[本文]
連載 GOLF Atmosphere No.122 / PGAツアー初開催を迎えたフィラデルフィアの名門クラブ
全米プロの一週間前に開催されるTruist Championshipは、フィラデルフィアの名門Philadelphia Cricket Club Wissahickon Courseが会場となっています。Philadelphia Cricket Club(以下、PCC)は1854年にPen大の卒業生たちが有志となってフィラデルフィア郊外チェスナットヒル(Chestnut Hill)にクリケットクラブを設立した事から始まります。同時に9ホールコース(現在のSt.Martins Course)も開設され、1907, 1910年には全米オープンも開催されました。1920年クラブは更に5マイルほど北のフローアタウン(Flourtown)に広大な土地を所得し、1922年に今大会が開設されるWassahickon Courseを誕生させます。実はこのコースは100年を超える長い歴史を持ちながら、PGAツアーを迎え入れるのは今回が初めてです。設計は名匠A.W.Tillinghastによるもので、フロント9が複雑なルーティングで、2番グリーンと10番グリーンが高低差で向かい合うユニークなレイアウトにもなっています。7番はTillinghastがクラシック設計の定義として伝えたバンカー群を持つグレートハザード地帯がフェアウェイを分割しています。(著。ゴルフコース好奇心P191でも紹介しています。)

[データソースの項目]
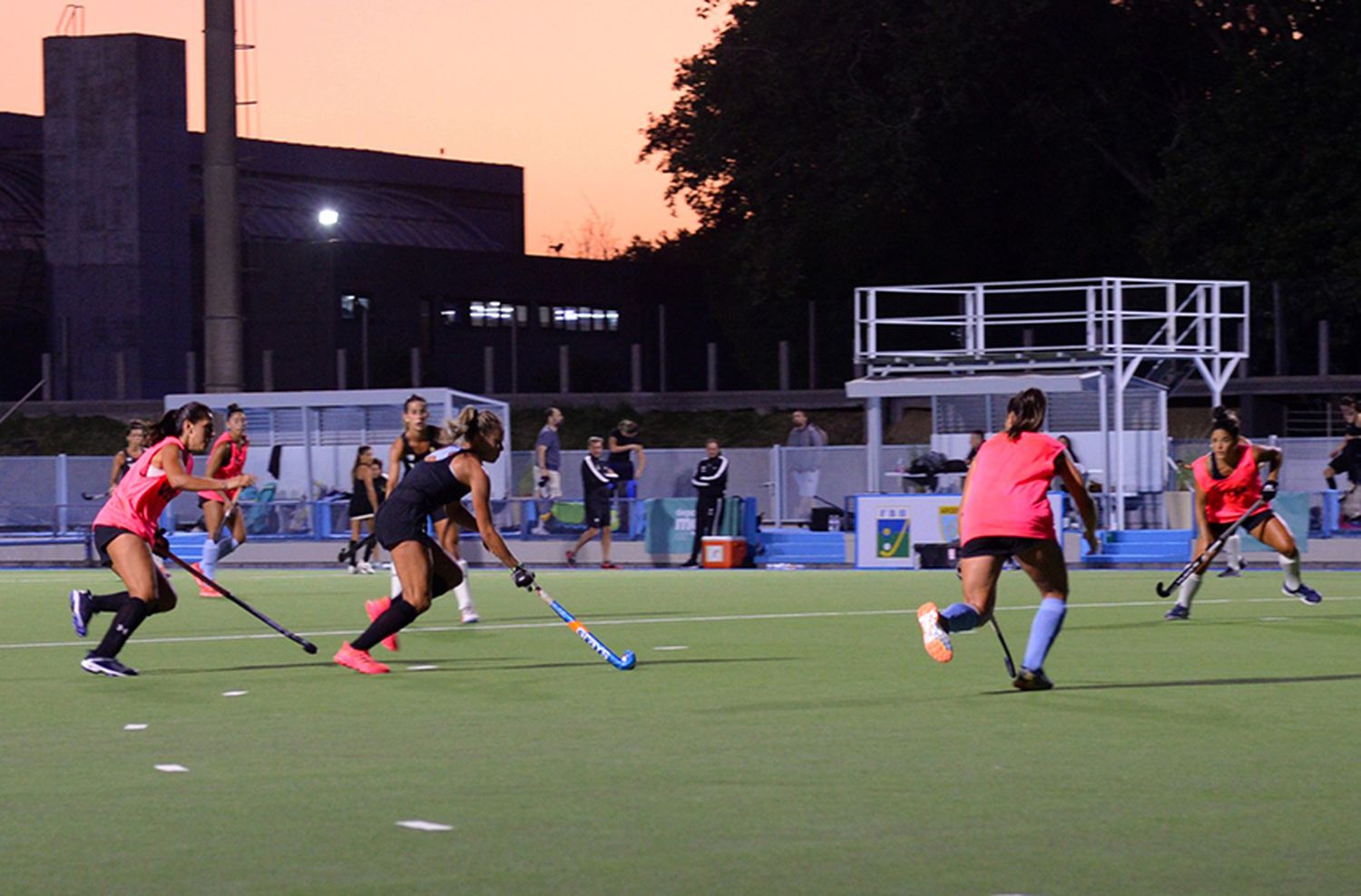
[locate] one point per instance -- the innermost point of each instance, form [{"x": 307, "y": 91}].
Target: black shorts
[
  {"x": 999, "y": 545},
  {"x": 598, "y": 511},
  {"x": 103, "y": 534},
  {"x": 392, "y": 526},
  {"x": 1248, "y": 525}
]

[課題]
1: フィラデルフィアのゴルフクラブを紹介した本文に出てくる西暦年をすべて挙げなさい。
2: フィラデルフィアのゴルフクラブを紹介した本文の続きを、最後の文の後から書き継ぎなさい。

[各課題の解答]
1: 1854年、1907年、1910年、1920年、1922年

2:
*Tillinghastのグレートハザード

*手前2番グリーン(大会13番)PAR4, 奥10番グリーン(大会3番) このレイアウトの発想や数ホールを円周するルーティングプランは、 プレストン大に留学しゴルフ部に所属していた赤星六郎氏によって日本にも伝えられました。
このグレートハザードのアイデアを何故用いたのか、または誕生するキッカケとなったのかは定かではありませんが、ジョージ・クランプが全財産を投じた世界No.1コース、Pine Valley GCの造成中、共同設計者だったTillinghastは、クランプの予算が底をついた事からこのグレートハザード論を用いて、Pine Valleyの名物ともなったフェアウェイを分割させた戦略的ステレオタイプのホールを完成させました。
このTillinghastの遺作Wissahickon コースですが、フロント9の複雑でタイトなルーティング及び、長い間コース改良されて来なかった事からか、2014年Keith Fosterによるレストレーションが完了されるまでけして高い評価にはありませんでした。しかし2024年度GOLF Magazine誌(GOLF.com)が発表した全米TOP100コースで見事98位にランクされました。
クリケットクラブからスタートしたPCCですが、全米オープン開催後、ゴルフ人気が高くなり、Wissahickonコースが完成した1922年から1990年に至るまで、クリケットはあまり行われず、セレブたちから人気を誇っていたテニスがそれに変わって登場してきます。しかし90年以降、St.Martinsコースがあるチェスナットヒルのキャンパスにあった旧クリケットコートは復活をします。
PCCはPen大の卒業生の有志たちが開設したそのクラブ史を重んじ、チェスナットヒル、フローアタウンの二つのサイトをそれぞれチェスナットヒルキャンパス、フローアタウンキャンパスと呼んでいます。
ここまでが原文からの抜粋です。